■ GIVEN EXERCISE: In this exercise, reproduce all the entries that follow exactly.

■ RECORDS:

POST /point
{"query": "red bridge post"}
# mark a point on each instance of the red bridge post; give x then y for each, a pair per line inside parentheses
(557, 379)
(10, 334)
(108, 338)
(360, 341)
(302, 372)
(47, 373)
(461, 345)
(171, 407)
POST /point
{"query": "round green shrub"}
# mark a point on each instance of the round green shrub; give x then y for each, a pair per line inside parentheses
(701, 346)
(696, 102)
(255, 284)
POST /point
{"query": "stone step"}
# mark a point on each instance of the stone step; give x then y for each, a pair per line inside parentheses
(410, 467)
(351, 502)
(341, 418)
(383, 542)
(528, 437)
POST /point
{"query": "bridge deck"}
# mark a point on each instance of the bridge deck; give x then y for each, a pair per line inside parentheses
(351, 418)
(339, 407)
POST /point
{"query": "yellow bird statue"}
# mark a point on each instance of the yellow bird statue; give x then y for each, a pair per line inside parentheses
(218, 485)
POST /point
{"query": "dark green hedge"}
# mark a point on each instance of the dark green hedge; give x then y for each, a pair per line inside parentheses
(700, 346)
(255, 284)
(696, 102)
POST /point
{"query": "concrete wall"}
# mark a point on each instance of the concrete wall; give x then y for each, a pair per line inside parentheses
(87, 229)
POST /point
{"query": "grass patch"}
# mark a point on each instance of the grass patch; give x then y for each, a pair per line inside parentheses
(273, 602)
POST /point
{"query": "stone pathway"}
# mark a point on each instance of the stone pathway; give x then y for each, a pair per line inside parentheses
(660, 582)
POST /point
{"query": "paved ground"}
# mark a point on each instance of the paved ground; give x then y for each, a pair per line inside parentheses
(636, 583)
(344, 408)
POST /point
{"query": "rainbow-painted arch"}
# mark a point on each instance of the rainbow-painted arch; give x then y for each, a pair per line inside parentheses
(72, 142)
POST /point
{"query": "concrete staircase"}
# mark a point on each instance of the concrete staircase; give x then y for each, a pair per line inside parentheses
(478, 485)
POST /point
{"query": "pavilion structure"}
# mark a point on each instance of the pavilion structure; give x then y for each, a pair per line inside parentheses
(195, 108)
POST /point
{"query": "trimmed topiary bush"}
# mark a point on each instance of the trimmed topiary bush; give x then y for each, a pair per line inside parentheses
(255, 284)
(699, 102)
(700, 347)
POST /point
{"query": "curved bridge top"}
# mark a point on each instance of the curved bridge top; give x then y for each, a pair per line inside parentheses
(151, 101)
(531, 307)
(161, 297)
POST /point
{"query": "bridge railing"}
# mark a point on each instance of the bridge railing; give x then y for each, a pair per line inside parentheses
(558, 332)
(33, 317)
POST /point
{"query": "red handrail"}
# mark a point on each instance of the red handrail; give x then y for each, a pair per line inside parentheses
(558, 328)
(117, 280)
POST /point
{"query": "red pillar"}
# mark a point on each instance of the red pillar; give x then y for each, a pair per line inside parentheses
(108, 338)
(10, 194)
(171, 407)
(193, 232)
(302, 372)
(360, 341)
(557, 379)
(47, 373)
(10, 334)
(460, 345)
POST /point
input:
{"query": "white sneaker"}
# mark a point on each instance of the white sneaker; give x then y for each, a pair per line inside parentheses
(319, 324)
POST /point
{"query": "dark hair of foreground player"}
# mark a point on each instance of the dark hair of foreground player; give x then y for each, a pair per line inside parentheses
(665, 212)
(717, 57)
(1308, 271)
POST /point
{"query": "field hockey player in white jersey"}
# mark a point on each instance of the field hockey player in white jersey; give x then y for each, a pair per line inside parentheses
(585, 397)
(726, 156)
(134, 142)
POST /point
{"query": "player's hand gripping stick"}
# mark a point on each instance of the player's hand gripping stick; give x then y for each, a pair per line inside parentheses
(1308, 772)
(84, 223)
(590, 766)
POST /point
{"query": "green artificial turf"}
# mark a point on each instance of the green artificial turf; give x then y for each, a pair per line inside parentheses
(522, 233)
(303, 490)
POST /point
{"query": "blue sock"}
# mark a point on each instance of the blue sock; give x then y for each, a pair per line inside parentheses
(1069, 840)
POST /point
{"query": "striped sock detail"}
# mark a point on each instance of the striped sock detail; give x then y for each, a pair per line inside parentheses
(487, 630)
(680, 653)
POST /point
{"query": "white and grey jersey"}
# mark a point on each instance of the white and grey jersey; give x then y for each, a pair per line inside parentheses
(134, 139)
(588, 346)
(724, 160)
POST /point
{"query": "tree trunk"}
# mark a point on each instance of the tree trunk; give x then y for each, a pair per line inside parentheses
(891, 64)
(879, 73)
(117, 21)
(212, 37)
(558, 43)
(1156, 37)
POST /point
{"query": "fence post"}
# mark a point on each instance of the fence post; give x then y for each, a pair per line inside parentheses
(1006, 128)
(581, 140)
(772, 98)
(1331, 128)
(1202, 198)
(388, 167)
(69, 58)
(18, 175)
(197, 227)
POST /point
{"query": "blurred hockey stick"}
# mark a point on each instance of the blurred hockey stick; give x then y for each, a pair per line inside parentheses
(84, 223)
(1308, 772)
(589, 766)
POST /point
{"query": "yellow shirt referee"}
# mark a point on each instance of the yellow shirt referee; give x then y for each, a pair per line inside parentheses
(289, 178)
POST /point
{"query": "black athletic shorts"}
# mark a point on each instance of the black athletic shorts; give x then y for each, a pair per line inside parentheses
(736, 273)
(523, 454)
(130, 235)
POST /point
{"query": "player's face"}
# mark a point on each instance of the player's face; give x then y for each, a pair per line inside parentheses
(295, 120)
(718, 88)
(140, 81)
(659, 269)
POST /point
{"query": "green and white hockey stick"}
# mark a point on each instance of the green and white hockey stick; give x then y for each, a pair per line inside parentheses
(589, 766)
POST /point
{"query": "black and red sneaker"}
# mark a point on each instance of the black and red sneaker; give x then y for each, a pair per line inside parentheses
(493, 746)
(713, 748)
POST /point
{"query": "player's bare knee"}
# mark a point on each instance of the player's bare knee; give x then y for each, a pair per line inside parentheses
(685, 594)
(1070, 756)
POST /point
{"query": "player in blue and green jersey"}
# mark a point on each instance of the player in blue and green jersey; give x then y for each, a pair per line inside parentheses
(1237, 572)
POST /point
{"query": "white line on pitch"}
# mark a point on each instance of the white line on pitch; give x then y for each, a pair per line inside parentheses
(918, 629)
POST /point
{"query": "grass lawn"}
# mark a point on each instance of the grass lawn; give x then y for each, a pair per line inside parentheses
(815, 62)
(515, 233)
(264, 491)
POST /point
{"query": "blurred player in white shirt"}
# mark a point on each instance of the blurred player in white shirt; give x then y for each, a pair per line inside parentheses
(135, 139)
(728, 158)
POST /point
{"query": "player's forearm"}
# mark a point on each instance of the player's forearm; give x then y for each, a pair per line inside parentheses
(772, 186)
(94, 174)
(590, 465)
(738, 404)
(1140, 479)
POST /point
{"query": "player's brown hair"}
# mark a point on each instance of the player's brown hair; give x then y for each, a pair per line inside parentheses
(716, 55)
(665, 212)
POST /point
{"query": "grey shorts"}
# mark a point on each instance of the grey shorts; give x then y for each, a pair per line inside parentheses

■ SOLUTION TO THE EXERCISE:
POST /point
{"query": "red bridge post"}
# mark a point on each instance of the red bridge post; give x then y for each, a pair per line inside parentheses
(557, 379)
(10, 334)
(108, 338)
(360, 341)
(302, 372)
(47, 373)
(461, 345)
(171, 407)
POST /point
{"query": "round green shrub"}
# mark a point on each instance of the round green shrub; give x then y for each, a pair per line inside parentheses
(701, 346)
(696, 102)
(255, 284)
POST /point
{"query": "stone step"}
# mark a point on each instance of the stone step; give x then y for each, a pair per line inside parentheses
(410, 467)
(351, 502)
(341, 418)
(383, 542)
(528, 437)
POST /point
{"query": "bridge deck"}
# mark a point on each instance of the bridge deck; give x then y for each, a pair per line inside parentheses
(351, 418)
(339, 407)
POST /point
{"query": "yellow bird statue"}
# mark a point on each instance of the yellow bird statue; give x then y for each, a pair per line inside parentheses
(218, 485)
POST /point
{"query": "dark green hedge"}
# mark a point on each instance of the dark green hedge; give x then y for each, a pair per line inside parentheses
(700, 346)
(255, 284)
(696, 102)
POST /point
{"query": "concrete wall"}
# mark a point on each instance of the concrete wall; give x then y for each, a pair per line inside parentheses
(87, 229)
POST /point
{"query": "grass patch"}
# mark a point on each instance of the grass patch; give x then y for each, a pair per line inside parentheses
(273, 602)
POST /point
{"query": "stone pathway"}
# mark a point on each instance of the stone pathway; give x then y for each, a pair per line inside parentheses
(660, 582)
POST /point
{"query": "paved ground"}
# mark a point on each instance of the paved ground; give x then y for each, a pair per line inside parentheses
(636, 583)
(344, 408)
POST /point
{"query": "rainbow-painted arch"}
# mark a point on each instance of the rainbow-painted arch; give x then y for each, a pair per line inside parentheses
(72, 142)
POST /point
{"query": "concrete staircase"}
# mark a point on each instance of the concrete staircase; give x then y for each, a pair per line inside parentheses
(478, 485)
POST /point
{"query": "pavilion structure"}
# mark a point on each instance of the pavilion structure; give x then y for each, a pair per line inside parentheses
(195, 108)
POST /point
{"query": "trimmed topiary bush"}
# mark a point on each instance of the trimmed topiary bush; give x then y for each, a pair per line inside parentheses
(255, 284)
(699, 102)
(700, 347)
POST /point
{"query": "curved bridge top"}
# mark a point on each instance of the curved bridge top; give x then y for each, a pair per line inside parentheses
(151, 101)
(531, 307)
(161, 297)
POST /point
{"query": "bridge railing"}
# mark a point on each instance of the bridge railing; give x then y for each, a pair per line inside parentheses
(558, 332)
(33, 317)
POST /point
{"query": "red handrail"}
# mark a point on each instance of the red handrail; give x then y for each, a pair per line inside parentheses
(558, 328)
(117, 280)
POST /point
{"query": "red pillar"}
# mark a point on each instance of the red pillar; give x then y for each, a pair per line inside parentheses
(108, 338)
(10, 194)
(171, 407)
(193, 232)
(302, 372)
(360, 341)
(557, 379)
(47, 373)
(10, 334)
(460, 345)
POST /point
input:
{"query": "white sneaker"}
# mark a point on each instance of the white sneaker; give x then y for each, a pair per line inside parentheses
(319, 324)
POST /point
{"query": "dark hair of foreground player"}
# mark a point on each instance of the dark hair of foreground player; give x then y for each, a pair per line inside parentheses
(665, 212)
(717, 57)
(1308, 271)
POST /point
{"query": "field hockey player in white jersey"}
# mark a point on each instance of the field hockey player in white jersey; give x then y for each, a pair per line inside parentheses
(585, 397)
(726, 156)
(134, 142)
POST /point
{"query": "player's hand gripping stick"}
# mark a point on each instance of the player's hand gripping stick; give x then y for each, a pair per line inside parentheses
(1308, 772)
(84, 223)
(590, 766)
POST /point
{"query": "green artificial turf"}
# mark a point on each instance of the green artificial turf; give x then y for each, a pair per line inside parentheses
(522, 233)
(303, 490)
POST /point
{"query": "blue sock"}
# mark a point on each instance of the blue sock; give x then y for each, a pair per line inside parentheses
(1069, 840)
POST /point
{"query": "striped sock detail"}
# mark a point on each instance of the striped sock detail; give x then y for each, a pair per line inside parentheses
(487, 630)
(680, 653)
POST /point
{"query": "white and grey jersey"}
# mark a point on each instance of the white and grey jersey; give x then y for each, a pair per line inside parentheses
(134, 139)
(588, 346)
(724, 160)
POST /point
{"query": "tree trunk"}
# mark a point on each instance of the tree trunk; give x then y for each, a pair per line inside parentheses
(891, 64)
(879, 73)
(117, 21)
(212, 37)
(558, 43)
(1156, 37)
POST /point
{"query": "fence post"}
# mark a point on each instance of the fence post; give x then y for each, a pair per line inside parentheses
(1006, 128)
(581, 140)
(772, 98)
(1331, 128)
(1202, 198)
(388, 167)
(69, 58)
(18, 175)
(197, 227)
POST /point
{"query": "blurred hockey stick"}
# mark a point on each instance of the blurred hockey stick; give x then y for each, a pair per line inside parentheses
(84, 223)
(1308, 772)
(589, 766)
POST /point
{"query": "yellow shirt referee"}
# mark a point on each instance of the yellow shirt referee; give x then y for each, a pair per line inside parentheses
(289, 178)
POST /point
{"query": "black athletic shorts"}
# mark a point on each instance of the black athletic shorts; give x then y for each, a pair per line inside parentheses
(736, 273)
(523, 454)
(130, 235)
POST /point
{"query": "player's face"}
# mark a point on each instance of the player's face; give x then y for each, a pair per line inside parentheses
(295, 120)
(718, 88)
(140, 81)
(659, 269)
POST /point
{"query": "green and white hockey stick"}
# mark a point on each instance of the green and white hockey stick; give x then y for each, a pair per line inside parentheses
(589, 766)
POST /point
{"query": "black and red sneaker"}
# mark a point on each instance of the black and red sneaker; give x then y for each, a pair per line inside parentheses
(493, 746)
(713, 748)
POST /point
{"query": "player's bare knee"}
# mark a point on each instance of the player's bare knee; give x then y for each, a pair per line inside parentheses
(685, 594)
(1070, 756)
POST /point
{"query": "player in blue and green jersey"}
# mark a point on each instance of the player in blue and green jersey; give x then y for each, a pair per line inside parentheses
(1237, 572)
POST /point
{"query": "white line on pitch"}
# mark a point on each instance of the white line on pitch; give x then y for each, a pair per line inside parentheses
(918, 629)
POST /point
{"query": "grass lawn"}
# mark a point on each instance of the grass lawn; give x then y for each, a pair per line inside parentheses
(815, 62)
(515, 233)
(264, 491)
POST /point
{"query": "blurred player in white shirt"}
# mark a point on each instance of the blurred player in white shirt; give x then y for each, a pair per line inside parentheses
(135, 139)
(728, 158)
POST /point
{"query": "player's forearm"}
# mark a point on each instance of the player's forearm; give x then y for each, a pair per line inside parentheses
(772, 186)
(94, 174)
(590, 465)
(738, 404)
(1140, 479)
POST /point
{"query": "player's brown hair"}
# mark a point on each instance of the player's brown hair; give x then y for each, a pair per line inside parentheses
(716, 55)
(665, 212)
POST /point
{"query": "grey shorts"}
# mark a point on each instance of the grey shorts; give x then y for each, a pair per line inside parentheses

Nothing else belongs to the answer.